Selected passage:

--- BEGIN ---

__read_only in the kernel

Post by Mateusz Guzik
One of the standard problems in mpsafe kernels is false sharing.
The somewhat standard way of combating parts of it for frequently read
and rarely (if ever) modified variables is an annotation which puts
them in a dedicated part of the binary and the somewhat standard name
for a macro doing the work is __read_mostly.
The FreeBSD kernel still does not have it and I think it's long overdue.
Now, I don't know how to do it nicely in the linker script, in
particular I don't know how get the cache line size.
For testing purposes I hacked up a crap version below and verified it
works fine.
I hacked up the following crap version. Would be nice if someone with
ld-clue fixed that up. I don't care about the header either.
I just want the macro. :)
diff --git a/sys/amd64/include/param.h b/sys/amd64/include/param.h
index a619e395..ab66e79 100644
--- a/sys/amd64/include/param.h
+++ b/sys/amd64/include/param.h
@@ -152,4 +152,6 @@
#define INKERNEL(va) (((va) >= DMAP_MIN_ADDRESS && (va) < DMAP_MAX_ADDRESS) \
|| ((va) >= VM_MIN_KERNEL_ADDRESS && (va) < VM_MAX_KERNEL_ADDRESS))
+#define __read_mostly __attribute__((__section__(".data.read_mostly")))
+
#endif /* !_AMD64_INCLUDE_PARAM_H_ */
diff --git a/sys/conf/ldscript.amd64 b/sys/conf/ldscript.amd64
index 5d86b03..ae98447 100644
--- a/sys/conf/ldscript.amd64
+++ b/sys/conf/ldscript.amd64
@@ -151,6 +151,11 @@ SECTIONS
KEEP (*(.gnu.linkonce.d.*personality*))
}
.data1 : { *(.data1) }
+ {
+ *(.data.read_mostly)

--- END ---

Dataset:
--- BEGIN ---

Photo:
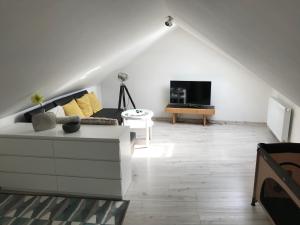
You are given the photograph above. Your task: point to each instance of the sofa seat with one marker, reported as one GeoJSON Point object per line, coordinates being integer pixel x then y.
{"type": "Point", "coordinates": [110, 113]}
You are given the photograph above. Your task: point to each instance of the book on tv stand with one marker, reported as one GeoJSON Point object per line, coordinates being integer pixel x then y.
{"type": "Point", "coordinates": [204, 110]}
{"type": "Point", "coordinates": [189, 105]}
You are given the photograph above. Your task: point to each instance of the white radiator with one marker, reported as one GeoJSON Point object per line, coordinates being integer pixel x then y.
{"type": "Point", "coordinates": [278, 119]}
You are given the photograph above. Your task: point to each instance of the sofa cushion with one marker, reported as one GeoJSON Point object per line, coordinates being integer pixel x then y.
{"type": "Point", "coordinates": [72, 109]}
{"type": "Point", "coordinates": [95, 103]}
{"type": "Point", "coordinates": [85, 105]}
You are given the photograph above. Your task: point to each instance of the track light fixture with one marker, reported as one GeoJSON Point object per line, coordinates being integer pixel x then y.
{"type": "Point", "coordinates": [169, 21]}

--- END ---

Exercise task 1:
In the post about the kernel macro, what is named as one of the standard problems in mpsafe kernels?
Exercise task 2:
Rewrite the post from "Post by Mateusz" to "the macro. :)", putting "build configuration" in place of "linker script".

Correct response 1:
False sharing.

Correct response 2:
Post by Mateusz Guzik
One of the standard problems in mpsafe kernels is false sharing.
The somewhat standard way of combating parts of it for frequently read
and rarely (if ever) modified variables is an annotation which puts
them in a dedicated part of the binary and the somewhat standard name
for a macro doing the work is __read_mostly.
The FreeBSD kernel still does not have it and I think it's long overdue.
Now, I don't know how to do it nicely in the build configuration, in
particular I don't know how get the cache line size.
For testing purposes I hacked up a crap version below and verified it
works fine.
I hacked up the following crap version. Would be nice if someone with
ld-clue fixed that up. I don't care about the header either.
I just want the macro. :)